Журнальный зал

Русский
толстый журнал как эстетический феномен

Опубликовано в журнале: Знамя 2001, 5

Александра Петрова. Вид на жительство

РЕЦЕНЗИИ


Галина Ермошина

Внутри чужого наречья
Александра Петрова. Вид на жительство. — М.: Новое литературное обозрение, 2000. — («Премия Андрея Белого»). — 134 с.

Здесь сбываются все расстояния, оставленные на потом. Попытка увидеть горизонт без границ оборачивается приобретением раны, открывшейся на пересечении нескольких перекрестков. Александра Петрова из тех, чей язык не смог пережить отдаления, отдавания, отставания от тени других языков. «Я с ним запеть не мог от слез / неречием своим». «Неречие» Петровой — еще один способ обретения языка или выхода из немоты. Мгновение, когда состояние становится определением отношения к событию. И линия отрыва всегда прочерчена по живому.

- [ЗАДАНИЕ]:
Ответьте на вопросы по рецензии.
1. В каком журнале опубликована рецензия?
2. Как называется рецензия?
3. Сколько страниц в книге «Вид на жительство»?
Записи никак не связаны с рецензией.

[Примеры разметки точек]
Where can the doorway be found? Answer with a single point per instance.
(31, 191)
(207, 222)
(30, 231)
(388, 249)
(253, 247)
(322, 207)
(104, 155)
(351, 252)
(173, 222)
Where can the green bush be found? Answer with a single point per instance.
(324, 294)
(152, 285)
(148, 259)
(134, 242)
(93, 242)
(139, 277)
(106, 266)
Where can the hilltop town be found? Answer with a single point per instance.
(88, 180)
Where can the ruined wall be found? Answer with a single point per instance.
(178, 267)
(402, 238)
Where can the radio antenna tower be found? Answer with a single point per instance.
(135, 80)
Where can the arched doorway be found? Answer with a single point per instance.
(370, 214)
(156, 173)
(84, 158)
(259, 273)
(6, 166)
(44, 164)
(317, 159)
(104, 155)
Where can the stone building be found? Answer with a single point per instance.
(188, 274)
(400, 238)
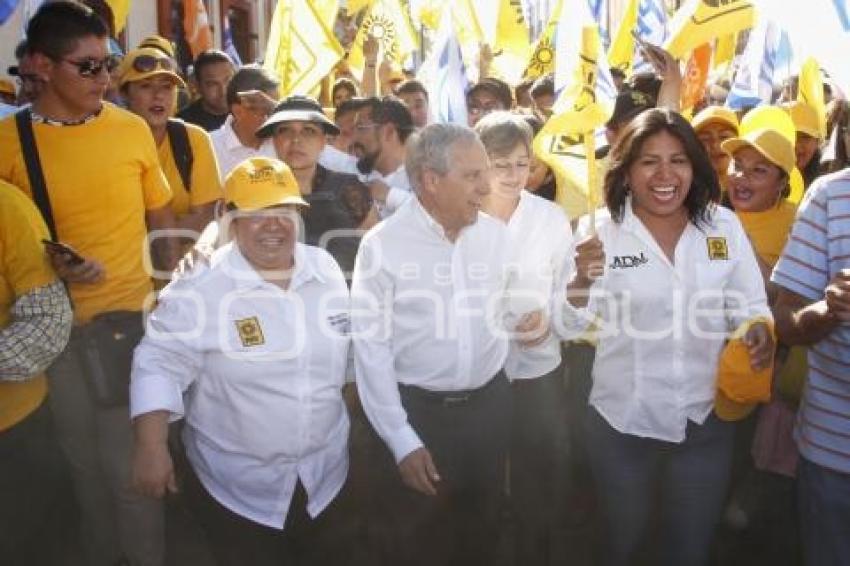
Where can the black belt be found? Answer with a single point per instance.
(451, 398)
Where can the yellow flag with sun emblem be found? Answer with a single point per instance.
(301, 48)
(389, 24)
(542, 60)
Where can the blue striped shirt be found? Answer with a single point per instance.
(819, 247)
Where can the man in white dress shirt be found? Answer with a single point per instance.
(250, 95)
(252, 352)
(429, 353)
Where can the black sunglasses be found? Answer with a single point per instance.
(91, 68)
(148, 63)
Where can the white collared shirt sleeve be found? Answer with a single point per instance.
(371, 317)
(168, 359)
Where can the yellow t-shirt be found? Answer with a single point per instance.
(23, 267)
(769, 229)
(206, 182)
(101, 177)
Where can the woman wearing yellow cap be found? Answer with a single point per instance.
(148, 82)
(714, 125)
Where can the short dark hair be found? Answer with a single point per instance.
(543, 86)
(250, 77)
(705, 187)
(391, 110)
(56, 27)
(207, 58)
(412, 86)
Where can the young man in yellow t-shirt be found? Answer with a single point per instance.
(106, 190)
(35, 322)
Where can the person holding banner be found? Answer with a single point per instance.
(665, 279)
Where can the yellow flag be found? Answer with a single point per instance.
(388, 22)
(542, 61)
(120, 9)
(512, 45)
(466, 22)
(701, 21)
(357, 6)
(566, 142)
(430, 12)
(621, 52)
(301, 48)
(328, 10)
(811, 91)
(724, 50)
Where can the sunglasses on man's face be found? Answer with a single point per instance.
(91, 68)
(148, 63)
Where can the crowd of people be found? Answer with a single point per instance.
(350, 335)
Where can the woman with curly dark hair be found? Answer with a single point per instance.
(665, 278)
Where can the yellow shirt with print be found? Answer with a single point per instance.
(23, 267)
(101, 177)
(206, 182)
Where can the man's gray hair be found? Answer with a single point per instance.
(429, 149)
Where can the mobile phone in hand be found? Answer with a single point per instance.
(58, 248)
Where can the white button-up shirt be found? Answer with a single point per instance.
(541, 245)
(662, 325)
(397, 181)
(425, 312)
(257, 372)
(229, 151)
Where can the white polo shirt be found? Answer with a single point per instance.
(426, 312)
(229, 151)
(541, 245)
(663, 325)
(257, 373)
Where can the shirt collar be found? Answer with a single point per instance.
(246, 277)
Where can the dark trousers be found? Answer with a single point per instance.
(824, 501)
(237, 541)
(684, 484)
(467, 439)
(33, 480)
(538, 466)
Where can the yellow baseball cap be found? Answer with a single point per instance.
(7, 87)
(805, 119)
(261, 182)
(739, 387)
(160, 43)
(145, 62)
(715, 114)
(774, 146)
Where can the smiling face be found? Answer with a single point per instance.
(509, 172)
(455, 197)
(299, 143)
(267, 237)
(660, 178)
(152, 98)
(755, 184)
(711, 135)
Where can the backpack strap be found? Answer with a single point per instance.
(178, 137)
(23, 120)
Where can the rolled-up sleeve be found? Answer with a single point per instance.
(169, 358)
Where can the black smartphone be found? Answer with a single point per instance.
(59, 248)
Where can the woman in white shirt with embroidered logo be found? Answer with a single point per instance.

- [ПИСЬМЕННЫЙ ОТВЕТ]:
1. В журнале «Знамя».
2. «Внутри чужого наречья».
3. 134 страницы.